#### TASK TO COMPLETE:
Write the data out again exactly, with no pictures.

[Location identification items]
◇ ◇ ◇

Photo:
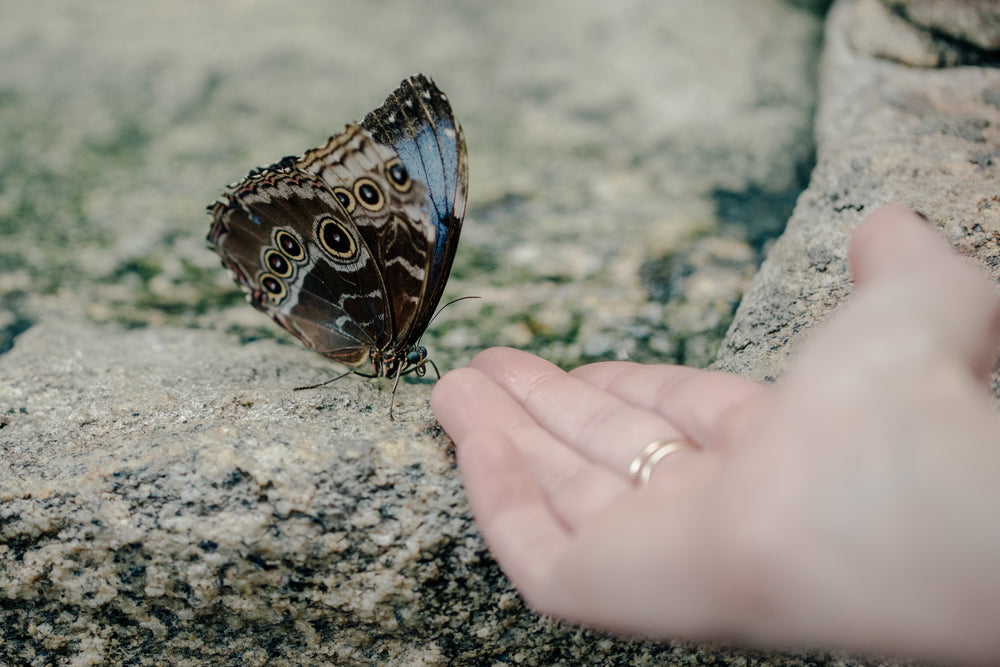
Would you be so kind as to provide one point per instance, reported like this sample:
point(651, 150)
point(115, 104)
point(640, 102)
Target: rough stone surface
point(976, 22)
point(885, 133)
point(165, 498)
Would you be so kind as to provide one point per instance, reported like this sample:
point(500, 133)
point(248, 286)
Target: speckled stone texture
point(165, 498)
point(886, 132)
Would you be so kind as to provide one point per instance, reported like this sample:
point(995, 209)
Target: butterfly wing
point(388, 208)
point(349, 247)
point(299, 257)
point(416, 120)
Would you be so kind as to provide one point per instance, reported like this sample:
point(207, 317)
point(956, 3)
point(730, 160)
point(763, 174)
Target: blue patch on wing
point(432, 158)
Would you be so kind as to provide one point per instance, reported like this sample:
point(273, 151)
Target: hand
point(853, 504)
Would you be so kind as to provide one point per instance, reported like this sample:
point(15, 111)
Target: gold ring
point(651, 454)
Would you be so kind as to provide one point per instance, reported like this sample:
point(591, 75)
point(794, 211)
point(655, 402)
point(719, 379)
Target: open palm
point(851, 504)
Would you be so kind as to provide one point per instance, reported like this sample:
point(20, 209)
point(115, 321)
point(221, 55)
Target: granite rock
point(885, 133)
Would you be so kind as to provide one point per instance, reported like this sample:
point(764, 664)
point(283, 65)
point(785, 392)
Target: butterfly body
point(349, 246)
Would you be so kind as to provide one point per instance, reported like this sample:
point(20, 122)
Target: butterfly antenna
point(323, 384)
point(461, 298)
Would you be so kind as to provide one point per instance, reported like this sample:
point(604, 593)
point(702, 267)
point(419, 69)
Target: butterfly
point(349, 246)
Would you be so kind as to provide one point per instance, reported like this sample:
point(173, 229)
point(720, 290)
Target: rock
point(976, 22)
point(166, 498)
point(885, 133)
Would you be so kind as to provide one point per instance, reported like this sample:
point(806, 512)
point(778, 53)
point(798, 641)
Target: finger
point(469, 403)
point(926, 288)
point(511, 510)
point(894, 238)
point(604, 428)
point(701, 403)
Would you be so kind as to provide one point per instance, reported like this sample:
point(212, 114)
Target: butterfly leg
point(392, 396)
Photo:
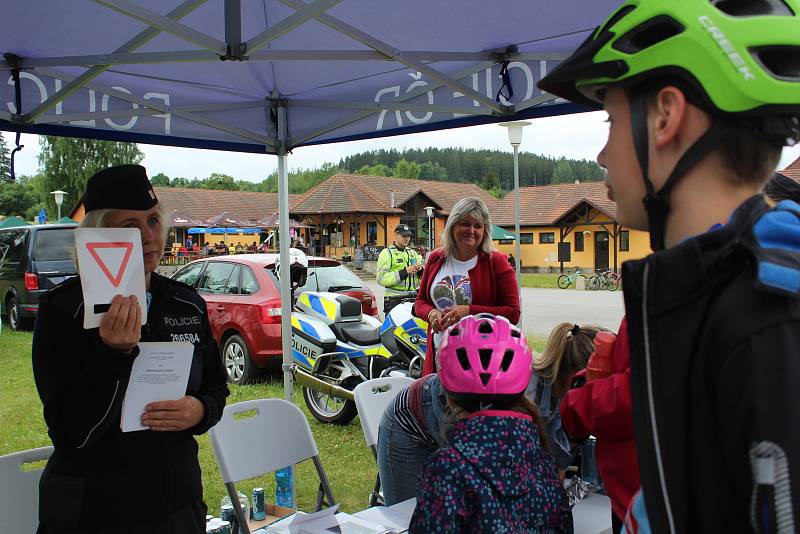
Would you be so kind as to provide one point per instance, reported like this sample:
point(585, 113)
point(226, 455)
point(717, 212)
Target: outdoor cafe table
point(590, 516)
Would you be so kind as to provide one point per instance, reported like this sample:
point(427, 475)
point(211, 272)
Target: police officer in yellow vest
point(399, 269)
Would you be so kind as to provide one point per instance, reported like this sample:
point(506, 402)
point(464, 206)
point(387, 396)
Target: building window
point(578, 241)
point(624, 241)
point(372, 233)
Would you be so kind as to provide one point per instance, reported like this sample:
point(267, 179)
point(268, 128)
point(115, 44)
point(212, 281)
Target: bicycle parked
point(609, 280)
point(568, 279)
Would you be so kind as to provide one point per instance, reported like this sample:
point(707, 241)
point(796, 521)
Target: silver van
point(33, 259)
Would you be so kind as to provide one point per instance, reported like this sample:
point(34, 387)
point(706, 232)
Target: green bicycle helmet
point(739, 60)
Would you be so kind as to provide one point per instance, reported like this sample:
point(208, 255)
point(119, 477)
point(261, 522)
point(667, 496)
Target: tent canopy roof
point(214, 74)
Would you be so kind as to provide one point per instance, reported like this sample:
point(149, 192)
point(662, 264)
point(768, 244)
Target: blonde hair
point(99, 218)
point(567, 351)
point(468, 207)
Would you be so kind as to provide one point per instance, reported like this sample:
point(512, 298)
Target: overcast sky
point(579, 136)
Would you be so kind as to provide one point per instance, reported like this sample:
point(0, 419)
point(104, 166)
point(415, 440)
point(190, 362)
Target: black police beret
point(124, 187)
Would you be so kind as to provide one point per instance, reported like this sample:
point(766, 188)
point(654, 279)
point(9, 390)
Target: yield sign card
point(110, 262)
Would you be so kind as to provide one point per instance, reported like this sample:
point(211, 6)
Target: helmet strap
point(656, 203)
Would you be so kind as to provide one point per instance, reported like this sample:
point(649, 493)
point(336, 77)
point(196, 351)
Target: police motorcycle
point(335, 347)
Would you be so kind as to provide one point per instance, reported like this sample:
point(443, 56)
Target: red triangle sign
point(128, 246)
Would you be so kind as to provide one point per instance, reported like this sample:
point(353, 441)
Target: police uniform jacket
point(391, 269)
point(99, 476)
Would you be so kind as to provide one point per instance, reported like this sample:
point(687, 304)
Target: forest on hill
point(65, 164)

◇ ◇ ◇

#### FINAL RESULT:
Photo:
Would you be so kind as to provide one point per instance, reported like this sample:
point(651, 150)
point(115, 104)
point(640, 102)
Target: rough stone surface
point(976, 22)
point(885, 133)
point(165, 498)
Would you be so kind as to provide one point per instance, reported like this sample:
point(500, 133)
point(248, 286)
Target: speckled stone texture
point(165, 498)
point(886, 132)
Would you be so kind as to provide one point per instance, reported like this sample:
point(995, 209)
Target: butterfly wing
point(388, 208)
point(349, 247)
point(299, 257)
point(416, 120)
Would you be so kind as to provide one point per instance, reported like this sample:
point(207, 317)
point(956, 3)
point(730, 160)
point(763, 174)
Target: blue patch on wing
point(432, 158)
Would you be so kind as to provide one point per instance, reported like this sample:
point(273, 151)
Target: hand
point(853, 504)
Would you be so kind as to provide one point per instance, reported like this sample:
point(15, 111)
Target: gold ring
point(651, 454)
Would you be so kind as to provide one point per instance, reported like this sample:
point(591, 75)
point(794, 211)
point(655, 402)
point(719, 379)
Target: open palm
point(851, 504)
Would you be so kind as to provide one point per instance, reported like this sample:
point(20, 209)
point(115, 321)
point(221, 55)
Target: granite rock
point(885, 133)
Would you be so kind as to provide one point per instance, reported like this sample:
point(764, 664)
point(283, 65)
point(785, 392)
Target: butterfly body
point(349, 246)
Would you be so kind as to provide one point per instance, reported like this sample:
point(20, 122)
Target: butterfly antenna
point(323, 384)
point(461, 298)
Would you be so kind as to provide one point per instance, reported like this sample:
point(604, 593)
point(702, 267)
point(419, 69)
Target: butterfly
point(349, 246)
Would you be so kind as to provide one point per instance, reported like this sample:
point(173, 229)
point(720, 290)
Target: rock
point(976, 22)
point(166, 498)
point(885, 133)
Would you be so kind as to provide one point per instance, reported like this sample:
point(806, 512)
point(778, 53)
point(798, 641)
Target: finger
point(469, 403)
point(926, 288)
point(511, 510)
point(894, 238)
point(604, 428)
point(701, 403)
Would you be so kind as to provide one point per instance, reported like this sample:
point(212, 114)
Target: butterfly leg
point(392, 396)
Photo:
Would you be so kind as to provide one point per instance, reported like this sample:
point(585, 113)
point(226, 455)
point(717, 212)
Target: outdoor cafe table
point(590, 516)
Would you be so kind as to provide one point per instance, reported like this sample:
point(427, 475)
point(211, 272)
Target: police officer in yellow vest
point(399, 269)
Would you be so kind as to provide one point per instance, reported like this sample:
point(506, 402)
point(464, 206)
point(387, 396)
Target: building window
point(578, 241)
point(624, 241)
point(372, 233)
Would you be so kind as to provide one point per instance, reported like this sample:
point(267, 179)
point(268, 128)
point(115, 44)
point(212, 281)
Target: bicycle parked
point(609, 280)
point(568, 279)
Would you be so kind as to provide one point per instance, reported like this sample:
point(707, 241)
point(796, 521)
Target: silver van
point(33, 259)
Would you be so kind as to provide one point per instance, reported like this sample:
point(34, 387)
point(706, 232)
Target: green bicycle helmet
point(739, 60)
Would you be so kind as to provide one point per instance, reported like this sample:
point(208, 255)
point(119, 477)
point(261, 522)
point(667, 496)
Target: tent canopy roof
point(214, 74)
Would you be so kind as to provide one point per instance, reported like this sample:
point(149, 192)
point(662, 264)
point(768, 244)
Target: blonde hair
point(99, 218)
point(567, 351)
point(468, 207)
Would you be so kind as to provide one point per instance, reported like this sample:
point(512, 298)
Target: overcast sky
point(579, 136)
Would you be so kind as to provide one point per instance, reported like this sample:
point(0, 419)
point(104, 166)
point(415, 440)
point(190, 362)
Target: black police beret
point(124, 187)
Would you be so kind as to provide one point per instance, reported like this sample:
point(766, 188)
point(654, 279)
point(9, 390)
Target: yield sign card
point(110, 262)
Would you be so kind as to provide one point per instance, reported like this sample:
point(211, 6)
Target: helmet strap
point(656, 203)
Would you be so kind as to provide one point per instance, reported like this sample:
point(649, 493)
point(336, 77)
point(196, 351)
Target: police motorcycle
point(335, 347)
Would you be so kind as to provide one point per instance, reported like this sample:
point(443, 56)
Target: red triangle sign
point(128, 246)
Would you be so kind as to provide one point per instance, reported like this sample:
point(353, 441)
Target: police uniform jacket
point(391, 269)
point(99, 476)
Would you be so kind as to provide one point per instance, reported like this sample:
point(687, 304)
Target: forest on hill
point(65, 164)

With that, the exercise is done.